What to do:
Which lines in the entries contain the string "dark"? Copy each of them. Matching is case-sensitive.

Lines of data:
=-=-=
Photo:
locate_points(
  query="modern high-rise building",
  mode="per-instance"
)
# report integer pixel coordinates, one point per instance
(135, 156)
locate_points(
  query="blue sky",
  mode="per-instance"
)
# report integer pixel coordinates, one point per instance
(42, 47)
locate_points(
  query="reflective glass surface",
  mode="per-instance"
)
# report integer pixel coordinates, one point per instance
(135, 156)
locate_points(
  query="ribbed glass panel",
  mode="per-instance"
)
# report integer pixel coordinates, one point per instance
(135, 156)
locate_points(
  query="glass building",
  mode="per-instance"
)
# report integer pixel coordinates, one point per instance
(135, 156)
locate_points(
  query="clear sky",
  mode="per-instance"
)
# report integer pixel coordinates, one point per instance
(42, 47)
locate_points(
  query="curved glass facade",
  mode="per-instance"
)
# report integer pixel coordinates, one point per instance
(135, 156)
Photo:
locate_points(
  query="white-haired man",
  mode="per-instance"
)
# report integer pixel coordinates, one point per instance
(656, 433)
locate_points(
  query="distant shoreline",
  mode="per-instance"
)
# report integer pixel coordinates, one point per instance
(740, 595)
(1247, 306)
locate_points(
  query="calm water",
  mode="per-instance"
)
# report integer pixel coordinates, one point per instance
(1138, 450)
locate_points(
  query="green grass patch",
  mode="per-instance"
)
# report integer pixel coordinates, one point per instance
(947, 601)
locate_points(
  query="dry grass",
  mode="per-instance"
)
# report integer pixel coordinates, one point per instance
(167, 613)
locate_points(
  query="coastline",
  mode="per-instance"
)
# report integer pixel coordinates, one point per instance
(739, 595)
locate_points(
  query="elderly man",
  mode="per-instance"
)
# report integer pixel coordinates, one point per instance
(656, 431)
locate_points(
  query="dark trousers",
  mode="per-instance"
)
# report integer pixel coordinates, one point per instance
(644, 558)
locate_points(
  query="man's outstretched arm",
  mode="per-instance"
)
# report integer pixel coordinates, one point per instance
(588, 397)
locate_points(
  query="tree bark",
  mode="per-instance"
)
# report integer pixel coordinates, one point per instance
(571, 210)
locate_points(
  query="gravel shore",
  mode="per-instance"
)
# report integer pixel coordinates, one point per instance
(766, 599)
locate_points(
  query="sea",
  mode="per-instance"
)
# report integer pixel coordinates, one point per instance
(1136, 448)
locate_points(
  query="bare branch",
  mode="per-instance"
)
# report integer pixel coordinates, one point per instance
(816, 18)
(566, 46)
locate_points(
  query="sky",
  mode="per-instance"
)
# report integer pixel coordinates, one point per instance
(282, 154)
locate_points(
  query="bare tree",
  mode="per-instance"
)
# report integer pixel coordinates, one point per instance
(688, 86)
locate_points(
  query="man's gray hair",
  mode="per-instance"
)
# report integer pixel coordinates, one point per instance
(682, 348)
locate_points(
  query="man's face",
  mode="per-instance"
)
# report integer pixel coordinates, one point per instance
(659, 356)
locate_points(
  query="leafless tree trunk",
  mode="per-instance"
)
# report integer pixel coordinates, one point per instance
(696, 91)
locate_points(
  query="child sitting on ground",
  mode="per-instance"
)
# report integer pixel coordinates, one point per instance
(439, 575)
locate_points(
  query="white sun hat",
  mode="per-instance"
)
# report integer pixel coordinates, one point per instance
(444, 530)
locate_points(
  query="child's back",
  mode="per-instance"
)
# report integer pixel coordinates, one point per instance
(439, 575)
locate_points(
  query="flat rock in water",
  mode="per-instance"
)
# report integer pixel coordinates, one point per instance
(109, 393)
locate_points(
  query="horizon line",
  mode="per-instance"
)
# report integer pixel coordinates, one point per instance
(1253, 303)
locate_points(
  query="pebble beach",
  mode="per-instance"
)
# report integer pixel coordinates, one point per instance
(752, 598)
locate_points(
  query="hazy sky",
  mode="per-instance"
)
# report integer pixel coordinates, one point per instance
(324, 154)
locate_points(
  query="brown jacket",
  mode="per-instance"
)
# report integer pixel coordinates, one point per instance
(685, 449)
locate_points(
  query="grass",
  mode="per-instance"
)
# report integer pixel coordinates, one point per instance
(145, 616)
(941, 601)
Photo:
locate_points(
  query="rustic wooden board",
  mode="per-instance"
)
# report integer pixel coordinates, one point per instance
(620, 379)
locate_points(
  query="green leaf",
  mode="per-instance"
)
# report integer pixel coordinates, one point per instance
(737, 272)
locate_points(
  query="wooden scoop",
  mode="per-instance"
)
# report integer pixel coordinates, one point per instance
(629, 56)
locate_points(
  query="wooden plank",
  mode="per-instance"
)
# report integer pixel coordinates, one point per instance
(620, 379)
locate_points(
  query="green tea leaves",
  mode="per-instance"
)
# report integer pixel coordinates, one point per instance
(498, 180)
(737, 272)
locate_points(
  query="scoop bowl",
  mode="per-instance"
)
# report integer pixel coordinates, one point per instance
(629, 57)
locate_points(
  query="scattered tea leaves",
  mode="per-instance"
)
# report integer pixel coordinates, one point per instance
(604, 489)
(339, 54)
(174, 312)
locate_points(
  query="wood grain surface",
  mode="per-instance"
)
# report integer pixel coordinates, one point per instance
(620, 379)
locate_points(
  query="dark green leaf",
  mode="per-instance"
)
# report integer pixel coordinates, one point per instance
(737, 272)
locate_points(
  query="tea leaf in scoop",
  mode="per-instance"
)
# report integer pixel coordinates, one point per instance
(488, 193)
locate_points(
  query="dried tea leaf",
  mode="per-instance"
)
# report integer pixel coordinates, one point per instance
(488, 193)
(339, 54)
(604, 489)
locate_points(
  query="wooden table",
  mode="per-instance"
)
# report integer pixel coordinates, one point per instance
=-=-=
Answer below:
  query="dark trousers",
  query="dark green leaf",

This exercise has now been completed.